* **Activity**
Start at the first record below and retype through the last, exactly.

* **Dataset records**
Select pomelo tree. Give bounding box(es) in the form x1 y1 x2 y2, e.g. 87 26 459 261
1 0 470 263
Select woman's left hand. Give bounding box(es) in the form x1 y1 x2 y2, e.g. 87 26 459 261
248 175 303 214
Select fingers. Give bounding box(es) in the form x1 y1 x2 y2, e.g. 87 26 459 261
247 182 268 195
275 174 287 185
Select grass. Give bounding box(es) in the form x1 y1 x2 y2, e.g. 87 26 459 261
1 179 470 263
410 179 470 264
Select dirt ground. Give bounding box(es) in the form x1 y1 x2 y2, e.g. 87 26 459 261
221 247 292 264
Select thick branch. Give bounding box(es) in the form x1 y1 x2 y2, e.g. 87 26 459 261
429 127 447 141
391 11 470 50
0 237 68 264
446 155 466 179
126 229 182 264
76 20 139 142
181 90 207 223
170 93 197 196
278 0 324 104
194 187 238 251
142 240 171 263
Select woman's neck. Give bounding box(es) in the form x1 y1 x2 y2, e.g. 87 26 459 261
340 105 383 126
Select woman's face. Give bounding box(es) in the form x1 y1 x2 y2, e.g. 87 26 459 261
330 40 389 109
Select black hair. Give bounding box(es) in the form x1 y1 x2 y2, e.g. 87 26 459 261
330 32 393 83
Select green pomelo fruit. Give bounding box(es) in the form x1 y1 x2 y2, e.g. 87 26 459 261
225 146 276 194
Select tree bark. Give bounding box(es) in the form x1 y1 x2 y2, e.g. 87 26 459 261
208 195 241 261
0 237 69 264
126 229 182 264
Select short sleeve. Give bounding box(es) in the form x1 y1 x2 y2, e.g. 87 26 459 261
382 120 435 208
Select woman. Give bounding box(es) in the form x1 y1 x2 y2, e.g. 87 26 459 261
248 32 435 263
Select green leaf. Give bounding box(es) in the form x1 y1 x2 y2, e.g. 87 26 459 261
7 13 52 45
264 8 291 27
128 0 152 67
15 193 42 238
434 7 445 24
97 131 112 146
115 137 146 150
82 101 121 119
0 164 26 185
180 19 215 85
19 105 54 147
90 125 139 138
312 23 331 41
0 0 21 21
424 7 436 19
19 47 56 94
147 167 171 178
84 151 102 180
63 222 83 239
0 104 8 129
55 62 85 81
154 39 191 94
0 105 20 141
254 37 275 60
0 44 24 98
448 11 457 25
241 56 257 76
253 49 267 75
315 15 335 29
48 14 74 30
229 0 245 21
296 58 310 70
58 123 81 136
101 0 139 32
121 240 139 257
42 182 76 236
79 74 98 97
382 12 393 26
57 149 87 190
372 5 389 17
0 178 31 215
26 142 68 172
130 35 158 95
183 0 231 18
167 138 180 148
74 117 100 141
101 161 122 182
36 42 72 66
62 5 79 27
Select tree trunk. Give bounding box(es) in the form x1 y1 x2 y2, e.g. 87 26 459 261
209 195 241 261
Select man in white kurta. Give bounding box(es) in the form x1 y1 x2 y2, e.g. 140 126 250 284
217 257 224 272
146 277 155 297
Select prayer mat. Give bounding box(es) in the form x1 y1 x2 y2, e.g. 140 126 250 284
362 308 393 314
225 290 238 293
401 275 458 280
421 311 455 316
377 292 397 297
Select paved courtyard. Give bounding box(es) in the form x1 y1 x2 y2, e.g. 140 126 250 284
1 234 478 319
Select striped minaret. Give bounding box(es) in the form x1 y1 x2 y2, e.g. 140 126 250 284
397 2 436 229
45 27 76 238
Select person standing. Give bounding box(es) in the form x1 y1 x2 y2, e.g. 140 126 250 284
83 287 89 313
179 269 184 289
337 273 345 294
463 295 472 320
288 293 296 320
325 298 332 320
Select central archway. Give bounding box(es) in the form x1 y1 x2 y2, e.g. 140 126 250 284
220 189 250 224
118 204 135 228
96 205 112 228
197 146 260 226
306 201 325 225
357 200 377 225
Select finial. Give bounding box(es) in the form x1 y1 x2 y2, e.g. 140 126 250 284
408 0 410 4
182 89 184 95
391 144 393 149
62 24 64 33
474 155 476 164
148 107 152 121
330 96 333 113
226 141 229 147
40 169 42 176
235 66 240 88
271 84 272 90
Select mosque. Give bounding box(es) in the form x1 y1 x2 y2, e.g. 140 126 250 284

* **Solution to this problem**
Select pomelo tree. Give bounding box(es) in the form x1 y1 x2 y2, e.g. 87 26 459 261
1 0 470 263
Select woman's left hand. Give bounding box(es) in the form x1 y1 x2 y2, e.g. 87 26 459 261
248 175 303 214
Select fingers. Give bounding box(es) in the form x1 y1 x2 y2, e.g. 87 26 459 261
247 182 268 195
275 174 287 185
Select grass. Give bounding box(es) in the form x1 y1 x2 y2, e.g. 87 26 459 261
1 179 470 263
410 179 470 264
Select dirt ground. Give bounding box(es) in the form x1 y1 x2 y2, e.g. 87 26 459 261
221 247 292 264
Select thick branch. Give bounding box(es) in the form x1 y1 x2 y2, e.g. 87 26 459 261
429 127 447 141
391 11 470 50
0 237 68 264
446 155 466 179
126 229 182 264
76 20 139 142
181 90 207 223
170 93 197 196
278 0 324 104
194 187 238 251
142 240 171 263
Select woman's neck. Give bounding box(es) in the form x1 y1 x2 y2, e.g. 87 26 459 261
340 105 383 126
Select woman's face. Give bounding box(es) in the form x1 y1 x2 y2, e.g. 87 26 459 261
330 40 389 109
Select black hair. Give bounding box(es) in the form x1 y1 x2 y2, e.g. 87 26 459 261
330 32 393 83
Select green pomelo fruit. Give bounding box(es) in the form x1 y1 x2 y2, e.g. 87 26 459 261
225 146 276 194
Select tree bark. Give bounding box(es) in the form x1 y1 x2 y2, e.g. 87 26 459 261
208 195 241 261
0 237 69 264
126 229 182 264
Select short sleeve. Give bounding box(es) in the form x1 y1 x2 y2, e.g. 87 26 459 261
382 120 435 208
Select woman. Give bounding box(es) in the form x1 y1 x2 y2, e.g. 87 26 459 261
248 32 435 263
Select green leaf. Give bounding box(es) in the form x1 y1 x2 y2, e.g. 87 26 459 261
7 13 52 45
264 8 291 27
128 0 152 67
15 193 42 238
434 7 445 24
97 131 112 146
115 137 146 150
82 101 121 119
0 164 26 185
180 19 215 85
19 105 54 147
90 125 139 138
312 23 331 41
0 0 21 21
424 7 436 19
19 47 56 94
147 167 171 178
84 151 102 180
63 222 83 239
0 104 8 129
55 62 85 81
154 39 191 94
0 105 20 141
254 37 275 60
0 44 24 98
448 11 457 25
241 56 257 76
253 49 267 75
315 15 335 29
48 14 74 30
229 0 245 21
296 58 310 70
58 123 81 136
101 0 139 32
121 240 139 257
42 182 76 236
79 74 98 97
382 12 393 26
57 149 87 190
372 5 389 17
0 178 31 215
26 142 68 172
130 35 158 95
183 0 231 18
167 138 180 148
74 117 100 141
101 161 122 182
36 42 72 66
62 5 79 27
Select tree trunk. Give bounding box(es) in the form x1 y1 x2 y2, e.g. 87 26 459 261
209 195 241 261
Select man in white kurta. Give bounding box(es) in the form x1 y1 x2 y2, e.g. 140 126 250 284
217 257 224 272
146 277 155 297
Select prayer mat. Give bounding box(es) in the form x1 y1 x2 y2, e.g. 140 126 250 284
362 308 393 314
225 290 238 293
401 275 458 280
421 311 455 316
377 292 397 297
Select paved courtyard. Give bounding box(es) in the form x1 y1 x2 y2, e.g. 140 126 250 284
1 234 478 319
Select striped minaret. Give bounding box(es) in the form x1 y1 x2 y2, e.g. 140 126 250 284
397 2 436 229
45 27 76 238
Select person standing. Give bounding box(es) in the form x1 y1 x2 y2, e.g. 140 126 250 284
83 287 89 313
179 269 184 289
337 273 345 294
463 295 472 320
288 293 296 320
325 298 332 320
Select central archway. Give bounding box(es) in the form x1 y1 x2 y2, e.g. 140 126 250 284
220 189 250 224
118 204 135 228
96 205 112 228
197 146 260 226
306 201 325 225
357 200 377 225
Select finial. Give bounding box(es) in the form x1 y1 x2 y2, e.g. 140 126 250 284
408 0 410 4
182 89 184 95
391 144 393 149
62 24 64 33
474 155 476 164
148 107 152 121
330 96 333 113
226 141 229 147
40 169 42 176
235 66 240 88
271 84 272 90
Select mosque. Give bounding box(es) in the form x1 y1 x2 y2, e.g. 140 126 250 284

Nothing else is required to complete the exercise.